> [O que fazer]
**1)** Transcreva fielmente o trecho da notícia sobre o abate das vacas em Mação, começando em "A ganadeira Rita" e terminando em "uma ação judicial.".
**2)** Prossiga a notícia sobre o abate das vacas em Mação a partir da última frase apresentada.

> [Excerto do documento]
A ganadeira Rita Monteiro disse ontem que o abate de 50 vacas bravas de casta portuguesa para lide e toureio que andavam à solta em Penhascoso, concelho de Mação, foi uma “ilegalidade”, tendo afirmado ir interpor uma ação judicial.
“As vacas, novilhos e bezerros eram meus, andavam à solta desde janeiro porque fugiram da propriedade depois de um ataque de cães vadios, mas moro em Lisboa e tive dificuldade em recolher os animais que são de um património genético único”, disse Rita Monteiro à agência Lusa, tendo afirmado que vai “interpor um processo judicial pela decisão da Direção Geral de Alimentação e Veterinária (DGAV) em abater as cabeças” de gado.
O abate decorreu durante o mês de março, “depois de dois meses em que a meia centena de vacas invadiu propriedades alheias, causou dois acidentes de viação, gerou receio na população e inúmeras queixas e denúncias, nunca tendo a proprietária resolvido o problema”, disse à Lusa, por sua vez, o presidente da Câmara de Mação, município do distrito de Santarém.
Segundo lembrou Vasco Estrela, a autarquia “pouca autoridade tem” no recolhimento ou abate dos animais, tendo afirmado que o município “colaborou com as entidades oficiais com competência na matéria, Tribunal, Direção-Geral de Veterinária, DGAV e a GNR”, no sentido de resolver um problema que “gerou forte preocupação com a população e com os seus pertences”.

> [Linhas de dados]
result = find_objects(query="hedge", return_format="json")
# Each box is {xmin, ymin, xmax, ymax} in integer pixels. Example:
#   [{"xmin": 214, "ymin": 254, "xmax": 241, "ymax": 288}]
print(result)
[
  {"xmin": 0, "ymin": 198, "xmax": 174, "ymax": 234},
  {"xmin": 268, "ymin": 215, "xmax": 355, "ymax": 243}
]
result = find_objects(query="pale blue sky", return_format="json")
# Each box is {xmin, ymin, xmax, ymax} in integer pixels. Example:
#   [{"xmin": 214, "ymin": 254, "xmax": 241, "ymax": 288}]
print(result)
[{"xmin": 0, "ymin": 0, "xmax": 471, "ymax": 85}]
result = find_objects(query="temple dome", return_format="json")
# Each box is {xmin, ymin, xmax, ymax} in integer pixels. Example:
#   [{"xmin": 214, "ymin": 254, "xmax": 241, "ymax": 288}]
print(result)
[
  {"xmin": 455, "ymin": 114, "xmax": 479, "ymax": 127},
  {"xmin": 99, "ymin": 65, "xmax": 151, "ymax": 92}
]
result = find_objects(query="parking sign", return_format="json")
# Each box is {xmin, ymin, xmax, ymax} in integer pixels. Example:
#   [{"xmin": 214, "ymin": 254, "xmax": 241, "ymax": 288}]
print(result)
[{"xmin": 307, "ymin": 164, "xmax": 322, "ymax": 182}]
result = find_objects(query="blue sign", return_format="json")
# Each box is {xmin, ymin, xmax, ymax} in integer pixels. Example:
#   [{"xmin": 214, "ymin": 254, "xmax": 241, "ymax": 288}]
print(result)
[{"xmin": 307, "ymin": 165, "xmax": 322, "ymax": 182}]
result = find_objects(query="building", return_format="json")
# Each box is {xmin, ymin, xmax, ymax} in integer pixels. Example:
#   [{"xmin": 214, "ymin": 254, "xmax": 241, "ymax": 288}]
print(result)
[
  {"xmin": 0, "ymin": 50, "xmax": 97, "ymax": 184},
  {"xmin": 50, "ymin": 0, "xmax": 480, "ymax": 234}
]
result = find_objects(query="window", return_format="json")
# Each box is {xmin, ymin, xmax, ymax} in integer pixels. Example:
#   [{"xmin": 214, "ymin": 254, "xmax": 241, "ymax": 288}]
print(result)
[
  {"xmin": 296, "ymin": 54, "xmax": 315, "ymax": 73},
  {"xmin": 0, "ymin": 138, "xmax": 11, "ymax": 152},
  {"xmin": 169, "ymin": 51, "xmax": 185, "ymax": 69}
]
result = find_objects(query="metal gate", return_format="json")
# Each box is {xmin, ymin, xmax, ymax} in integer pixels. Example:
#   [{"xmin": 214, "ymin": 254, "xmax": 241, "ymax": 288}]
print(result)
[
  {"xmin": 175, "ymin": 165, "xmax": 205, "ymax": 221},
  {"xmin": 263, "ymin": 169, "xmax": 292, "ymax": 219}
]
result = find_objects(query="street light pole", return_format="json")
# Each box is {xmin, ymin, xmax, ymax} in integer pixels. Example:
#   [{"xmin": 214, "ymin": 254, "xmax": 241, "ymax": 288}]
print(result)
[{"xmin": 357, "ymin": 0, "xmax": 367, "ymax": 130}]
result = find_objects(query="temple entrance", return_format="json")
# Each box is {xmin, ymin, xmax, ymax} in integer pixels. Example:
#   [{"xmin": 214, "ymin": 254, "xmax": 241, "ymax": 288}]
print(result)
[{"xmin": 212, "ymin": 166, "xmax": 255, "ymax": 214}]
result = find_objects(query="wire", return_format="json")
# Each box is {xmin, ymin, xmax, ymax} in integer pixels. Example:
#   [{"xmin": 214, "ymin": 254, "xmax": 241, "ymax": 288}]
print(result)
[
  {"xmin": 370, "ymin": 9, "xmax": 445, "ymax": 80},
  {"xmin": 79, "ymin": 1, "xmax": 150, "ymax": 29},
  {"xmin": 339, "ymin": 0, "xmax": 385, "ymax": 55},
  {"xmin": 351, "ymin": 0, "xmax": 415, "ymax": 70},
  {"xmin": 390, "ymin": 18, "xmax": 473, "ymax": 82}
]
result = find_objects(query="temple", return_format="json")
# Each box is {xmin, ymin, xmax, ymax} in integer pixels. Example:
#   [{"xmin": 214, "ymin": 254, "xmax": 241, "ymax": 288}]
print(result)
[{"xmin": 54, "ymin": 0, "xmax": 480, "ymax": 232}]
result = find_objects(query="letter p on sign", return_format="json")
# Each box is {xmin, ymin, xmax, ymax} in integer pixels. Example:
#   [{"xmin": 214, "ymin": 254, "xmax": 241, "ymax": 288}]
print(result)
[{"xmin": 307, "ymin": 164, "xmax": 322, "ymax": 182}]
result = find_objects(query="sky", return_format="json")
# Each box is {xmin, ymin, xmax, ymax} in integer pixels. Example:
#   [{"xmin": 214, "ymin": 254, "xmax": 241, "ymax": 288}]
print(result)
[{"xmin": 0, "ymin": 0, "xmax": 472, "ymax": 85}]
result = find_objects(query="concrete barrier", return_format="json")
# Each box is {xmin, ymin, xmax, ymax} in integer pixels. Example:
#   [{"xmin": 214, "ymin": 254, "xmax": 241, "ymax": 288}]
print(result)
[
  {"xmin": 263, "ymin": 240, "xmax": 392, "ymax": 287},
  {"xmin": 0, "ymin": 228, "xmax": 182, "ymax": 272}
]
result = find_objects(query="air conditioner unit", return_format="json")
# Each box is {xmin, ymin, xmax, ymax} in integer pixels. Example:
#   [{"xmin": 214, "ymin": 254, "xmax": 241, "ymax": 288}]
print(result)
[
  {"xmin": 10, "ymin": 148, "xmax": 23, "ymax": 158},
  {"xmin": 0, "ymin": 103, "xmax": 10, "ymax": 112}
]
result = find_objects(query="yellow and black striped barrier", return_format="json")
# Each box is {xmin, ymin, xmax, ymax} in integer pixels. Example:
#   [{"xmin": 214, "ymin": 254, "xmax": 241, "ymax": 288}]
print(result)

> [Respostas às tarefas]
**1)**
A ganadeira Rita Monteiro disse ontem que o abate de 50 vacas bravas de casta portuguesa para lide e toureio que andavam à solta em Penhascoso, concelho de Mação, foi uma “ilegalidade”, tendo afirmado ir interpor uma ação judicial.

**2)**
Contactado pela Lusa, o veterinário municipal que acompanhou o processo desde a primeira hora disse que as vacas em causa “são de raça brava para lide em toureio e agressivas por natureza, sendo de elevada perigosidade ao deambularem desgovernadas pelas localidades”.
Fernando Monteiro foi quem deu o parecer à Câmara de Mação e à DGAV para o abate dos animais “tendo em conta a elevada perigosidade da espécie em causa, e depois de se ter tentado, sem sucesso, capturá-los com recurso a dardos anestesiantes”, tendo afirmado que “a proprietária, ao longo de todo este processo, nunca tentou ou conseguiu recolher os animais por falta de disponibilidade”.
Nesse sentido, o veterinário municipal de Mação disse ter alertado as autoridades para “a tremenda perigosidade que tão grande número de animais representava, especialmente para a segurança da população, e tendo em conta a idiossincrasia da raça e o terreno tão extenso e acidentado” em que os animais se movimentavam.
“Afigura-se-me que será extremamente difícil capturá-los com recurso a dardos tranquilizantes, dado estes [animais] não permitirem suficiente aproximação”, escreveu o veterinário, aconselhando a que a solução passasse “pelo abate com recurso a armas de fogo”, evitando “eventuais agressões que poderão atentar contra integridade física e até a vida dos cidadãos”.
A DGAV acabaria por iniciar o abate das cabeças de gado no dia 9 de março, depois da publicação de um edital no dia 6 do mesmo mês, em que dava conta da operação que iria desenvolver, tendo sido abatidos por elementos do SEPNA 18 animais no dia 16 de março e mais 25 cabeças de gado no dia 28 de março, num total de 43 vacas, recolhidas pelo Sistema de Recolha de Cadáveres de Animais Mortos na Exploração (SIRCA).
Rita Vaz Monteiro, da Ganadaria Vaz Monteiro, afirma não se conformar tendo referido que “nunca foi falado que iam abater os animais e, com esse procedimento, destruir um património genético único no mundo”.
Segundo a responsável, que afirma ser a “única detentora” de animais desta raça em Portugal, “o prejuízo é incalculável em termos genéticos”, tendo avaliado as fêmeas em 10 mil euros por cabeça e os novilhos em quatro mil euros.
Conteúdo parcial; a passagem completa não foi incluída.